_Problem to solve:_ Convert every line of the records below into a JSON list of strings, one string per line, with blank lines skipped. Leave the pictures out.

[Dataset excerpt]
>> start

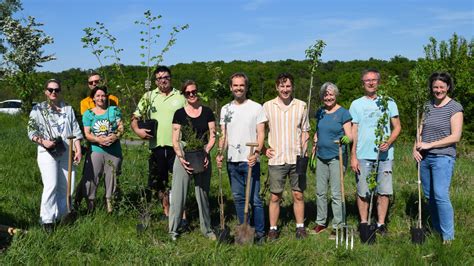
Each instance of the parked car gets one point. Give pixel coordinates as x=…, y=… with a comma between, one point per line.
x=10, y=107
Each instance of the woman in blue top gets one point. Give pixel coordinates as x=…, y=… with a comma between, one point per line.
x=333, y=123
x=102, y=127
x=440, y=129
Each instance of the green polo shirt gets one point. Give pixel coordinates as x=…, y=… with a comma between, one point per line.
x=162, y=109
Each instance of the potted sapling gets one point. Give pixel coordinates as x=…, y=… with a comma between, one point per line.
x=367, y=230
x=313, y=54
x=193, y=147
x=46, y=131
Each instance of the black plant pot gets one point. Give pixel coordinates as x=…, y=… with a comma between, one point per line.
x=59, y=147
x=223, y=235
x=367, y=233
x=301, y=165
x=196, y=160
x=151, y=124
x=418, y=235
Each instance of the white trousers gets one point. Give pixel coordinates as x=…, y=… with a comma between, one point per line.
x=54, y=177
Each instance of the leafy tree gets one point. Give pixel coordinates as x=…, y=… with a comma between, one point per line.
x=455, y=57
x=7, y=8
x=23, y=54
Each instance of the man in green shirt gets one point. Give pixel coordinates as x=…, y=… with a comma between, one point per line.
x=163, y=102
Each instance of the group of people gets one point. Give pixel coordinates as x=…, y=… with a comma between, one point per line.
x=243, y=121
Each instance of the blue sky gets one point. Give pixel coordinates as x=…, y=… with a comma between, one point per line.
x=265, y=30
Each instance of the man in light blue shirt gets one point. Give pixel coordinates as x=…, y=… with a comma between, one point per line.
x=365, y=113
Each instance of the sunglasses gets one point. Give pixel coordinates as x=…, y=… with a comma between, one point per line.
x=190, y=93
x=92, y=82
x=163, y=78
x=51, y=90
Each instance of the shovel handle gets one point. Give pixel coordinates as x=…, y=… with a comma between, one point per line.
x=69, y=173
x=247, y=186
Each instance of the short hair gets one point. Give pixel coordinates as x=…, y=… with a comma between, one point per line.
x=328, y=86
x=93, y=73
x=442, y=76
x=186, y=84
x=52, y=81
x=161, y=69
x=239, y=75
x=98, y=88
x=282, y=77
x=370, y=70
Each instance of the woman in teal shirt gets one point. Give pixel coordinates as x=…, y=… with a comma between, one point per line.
x=102, y=127
x=333, y=122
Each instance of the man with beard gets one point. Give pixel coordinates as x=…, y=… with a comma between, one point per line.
x=288, y=135
x=242, y=121
x=161, y=105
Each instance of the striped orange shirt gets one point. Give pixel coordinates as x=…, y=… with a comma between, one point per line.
x=286, y=124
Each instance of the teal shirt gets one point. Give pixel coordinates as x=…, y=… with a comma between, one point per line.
x=102, y=125
x=365, y=113
x=330, y=127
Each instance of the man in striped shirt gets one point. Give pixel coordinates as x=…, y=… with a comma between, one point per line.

>> end

_Task result:_
[
  "Each instance of the parked car gets one point. Give pixel coordinates as x=…, y=… with a comma between, one point per line.",
  "x=10, y=107",
  "Each instance of the woman in blue top gets one point. Give pixel coordinates as x=…, y=… with a comma between, one point per line.",
  "x=333, y=123",
  "x=102, y=127",
  "x=440, y=129",
  "Each instance of the green polo shirt gets one point. Give pixel coordinates as x=…, y=… with a comma between, one point per line.",
  "x=162, y=109",
  "Each instance of the potted sapling gets one point. Give pixel coordinates as x=…, y=… with a comma between, one point per line.",
  "x=367, y=230",
  "x=313, y=54",
  "x=193, y=147",
  "x=46, y=131",
  "Each instance of the black plant pot gets one point. Give pixel coordinates as x=…, y=… with a comma between, one point per line.",
  "x=59, y=147",
  "x=223, y=235",
  "x=367, y=233",
  "x=301, y=165",
  "x=196, y=160",
  "x=151, y=124",
  "x=418, y=235",
  "Each instance of the white trousers gets one point. Give pixel coordinates as x=…, y=… with a comma between, one point per line.",
  "x=54, y=177",
  "Each instance of the leafy tree gets one point. Give pixel coordinates as x=…, y=… with a comma between, one point per line.",
  "x=455, y=57",
  "x=7, y=8",
  "x=23, y=54",
  "Each instance of the man in green shirt gets one point. Give pixel coordinates as x=…, y=… with a comma between, one point per line.",
  "x=163, y=102",
  "Each instance of the group of people gets one point. Give pixel coordinates as x=…, y=… with a comma between, one point per line.",
  "x=243, y=121",
  "Each instance of the blue sky gets one point. Give pixel coordinates as x=…, y=… with a comma between, one point per line.",
  "x=265, y=30",
  "Each instance of the man in light blue shirt gets one point. Give pixel coordinates as x=…, y=… with a comma between, one point per line.",
  "x=365, y=113",
  "Each instance of the sunglasses gets one point. Give pixel coordinates as x=…, y=… with a comma between, one point per line.",
  "x=190, y=93",
  "x=92, y=82",
  "x=163, y=78",
  "x=51, y=90",
  "Each instance of the shovel handle gets one point. Give pixel coordinates as x=…, y=… with a comma between, one point per line.",
  "x=69, y=173",
  "x=247, y=186",
  "Each instance of the short hair gets one point. Give pixel coordinates as x=…, y=… with a comma between, one point per line.",
  "x=328, y=86",
  "x=93, y=73",
  "x=442, y=76",
  "x=186, y=84",
  "x=52, y=81",
  "x=161, y=69",
  "x=239, y=75",
  "x=98, y=88",
  "x=282, y=77",
  "x=370, y=70",
  "Each instance of the woman in teal shirt gets one point. Give pixel coordinates as x=…, y=… with a comma between, one point per line.",
  "x=102, y=127",
  "x=333, y=122",
  "Each instance of the man with beard gets one point. Give pixel coordinates as x=…, y=… with a comma between, one point per line.",
  "x=288, y=135",
  "x=242, y=121",
  "x=161, y=105",
  "Each instance of the striped orange shirt gets one point. Give pixel coordinates as x=…, y=… with a comma between, one point per line.",
  "x=286, y=124",
  "Each instance of the teal shirt gets one point. Give pixel coordinates as x=…, y=… with a comma between, one point per line.",
  "x=102, y=125",
  "x=365, y=113",
  "x=330, y=127",
  "Each instance of the man in striped shirt gets one point. Give pixel coordinates as x=…, y=… with a comma between, one point per line."
]